A supercomputer built in 122 days
In 2024, Elon Musk’s AI company, xAI, needed an enormous computer to train its chatbot, Grok, and it needed it immediately.
The company took over an abandoned appliance factory in Memphis, Tennessee, and set out to fill it with a hundred thousand of NVIDIA’s AI chips wired together into a single machine, which it named Colossus.
The industry estimated this build would take eighteen to twenty-four months.
xAI completed it in just 122 days, transforming an empty factory into a working supercomputer. NVIDIA's CEO called it the fastest build of its kind.
Then came the catch.
The local grid could supply only a fraction of the power Colossus needed. Rather than wait years for a grid connection, xAI installed dozens of portable natural gas turbines to generate power on-site.
That choice let the machine run, and it came at a cost to the surrounding neighborhood: the turbines drew objections from residents and environmental groups over the air pollution they added to a part of Memphis that already carried a heavy burden of it, and the dispute ended up in court.

Exercise set:
1. Retype the Colossus passage from "The company took" up to and including "generate power on-site.".
2. Summarize the Colossus passage in two sentences.

Extracted material:
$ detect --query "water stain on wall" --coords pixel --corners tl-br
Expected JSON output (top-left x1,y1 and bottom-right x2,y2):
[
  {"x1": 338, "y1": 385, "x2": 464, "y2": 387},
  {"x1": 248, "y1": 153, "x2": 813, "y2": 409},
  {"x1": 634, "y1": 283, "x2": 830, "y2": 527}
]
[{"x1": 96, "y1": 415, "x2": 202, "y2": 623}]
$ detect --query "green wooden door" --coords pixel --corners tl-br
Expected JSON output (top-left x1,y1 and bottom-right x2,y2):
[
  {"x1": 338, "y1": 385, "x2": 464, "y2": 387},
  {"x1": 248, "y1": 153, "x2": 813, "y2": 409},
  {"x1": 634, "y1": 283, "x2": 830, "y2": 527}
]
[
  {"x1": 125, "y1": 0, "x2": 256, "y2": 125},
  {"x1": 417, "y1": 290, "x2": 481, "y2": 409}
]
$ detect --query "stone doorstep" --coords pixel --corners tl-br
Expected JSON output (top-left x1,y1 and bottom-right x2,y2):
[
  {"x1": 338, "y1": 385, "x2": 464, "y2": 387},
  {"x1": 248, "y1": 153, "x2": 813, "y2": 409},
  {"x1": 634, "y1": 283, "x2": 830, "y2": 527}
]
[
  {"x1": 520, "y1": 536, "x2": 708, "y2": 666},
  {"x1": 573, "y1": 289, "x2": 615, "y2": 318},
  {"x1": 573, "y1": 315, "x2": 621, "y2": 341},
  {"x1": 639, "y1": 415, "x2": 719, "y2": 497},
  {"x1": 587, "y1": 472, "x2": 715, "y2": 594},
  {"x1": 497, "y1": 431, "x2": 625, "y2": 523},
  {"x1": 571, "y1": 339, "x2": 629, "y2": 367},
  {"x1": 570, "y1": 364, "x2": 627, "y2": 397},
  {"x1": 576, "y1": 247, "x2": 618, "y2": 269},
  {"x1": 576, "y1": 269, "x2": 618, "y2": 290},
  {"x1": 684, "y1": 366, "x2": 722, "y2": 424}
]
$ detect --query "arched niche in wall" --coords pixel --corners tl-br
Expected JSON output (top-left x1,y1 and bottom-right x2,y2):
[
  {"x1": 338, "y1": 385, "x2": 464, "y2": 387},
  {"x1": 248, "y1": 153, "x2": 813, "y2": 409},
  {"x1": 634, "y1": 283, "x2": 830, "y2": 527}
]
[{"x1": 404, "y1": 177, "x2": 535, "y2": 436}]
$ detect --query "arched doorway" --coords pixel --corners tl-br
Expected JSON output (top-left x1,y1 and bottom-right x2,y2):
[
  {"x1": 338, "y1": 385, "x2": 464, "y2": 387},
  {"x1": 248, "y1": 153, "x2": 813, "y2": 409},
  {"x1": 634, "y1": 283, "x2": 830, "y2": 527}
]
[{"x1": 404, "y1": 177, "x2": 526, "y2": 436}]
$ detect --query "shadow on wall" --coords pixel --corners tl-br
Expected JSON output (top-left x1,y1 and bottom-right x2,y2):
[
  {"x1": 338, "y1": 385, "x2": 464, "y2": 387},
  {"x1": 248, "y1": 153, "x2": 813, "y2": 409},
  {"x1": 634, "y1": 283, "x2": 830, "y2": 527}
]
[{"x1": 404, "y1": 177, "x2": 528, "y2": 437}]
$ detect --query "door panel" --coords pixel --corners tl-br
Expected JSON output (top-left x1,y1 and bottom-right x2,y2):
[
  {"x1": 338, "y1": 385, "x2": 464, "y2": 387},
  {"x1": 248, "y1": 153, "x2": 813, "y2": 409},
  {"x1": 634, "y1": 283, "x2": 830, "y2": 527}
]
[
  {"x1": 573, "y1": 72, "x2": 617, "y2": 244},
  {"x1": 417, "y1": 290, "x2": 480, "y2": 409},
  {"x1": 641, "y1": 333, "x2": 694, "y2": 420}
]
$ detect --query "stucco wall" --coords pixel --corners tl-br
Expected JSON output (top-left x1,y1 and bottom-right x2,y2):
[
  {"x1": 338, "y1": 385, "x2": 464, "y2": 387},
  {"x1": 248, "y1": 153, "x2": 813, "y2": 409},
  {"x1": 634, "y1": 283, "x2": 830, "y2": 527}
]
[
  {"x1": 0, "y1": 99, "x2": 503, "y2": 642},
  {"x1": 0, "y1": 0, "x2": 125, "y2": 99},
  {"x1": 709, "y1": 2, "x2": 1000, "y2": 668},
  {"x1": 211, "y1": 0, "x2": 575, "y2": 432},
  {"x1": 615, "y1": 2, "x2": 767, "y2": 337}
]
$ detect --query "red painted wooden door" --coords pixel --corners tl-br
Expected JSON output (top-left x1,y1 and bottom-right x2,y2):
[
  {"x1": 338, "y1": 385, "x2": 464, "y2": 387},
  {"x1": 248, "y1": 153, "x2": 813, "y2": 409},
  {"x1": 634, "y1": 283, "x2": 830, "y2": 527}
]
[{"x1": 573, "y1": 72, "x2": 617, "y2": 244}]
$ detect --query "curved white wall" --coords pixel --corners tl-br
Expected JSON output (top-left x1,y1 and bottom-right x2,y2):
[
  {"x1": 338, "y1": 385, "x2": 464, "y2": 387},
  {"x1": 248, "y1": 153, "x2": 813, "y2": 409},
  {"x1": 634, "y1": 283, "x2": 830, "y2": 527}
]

Answers to each task:
1.
The company took over an abandoned appliance factory in Memphis, Tennessee, and set out to fill it with a hundred thousand of NVIDIA’s AI chips wired together into a single machine, which it named Colossus.
The industry estimated this build would take eighteen to twenty-four months.
xAI completed it in just 122 days, transforming an empty factory into a working supercomputer. NVIDIA's CEO called it the fastest build of its kind.
Then came the catch.
The local grid could supply only a fraction of the power Colossus needed. Rather than wait years for a grid connection, xAI installed dozens of portable natural gas turbines to generate power on-site.

2. In 2024, xAI turned an abandoned appliance factory in Memphis into Colossus, a supercomputer of a hundred thousand NVIDIA AI chips, in 122 days rather than the eighteen to twenty-four months the industry estimated. Because the local grid could supply only a fraction of the power needed, xAI installed portable natural gas turbines on-site, which drew objections from residents and environmental groups over air pollution, and the dispute ended up in court.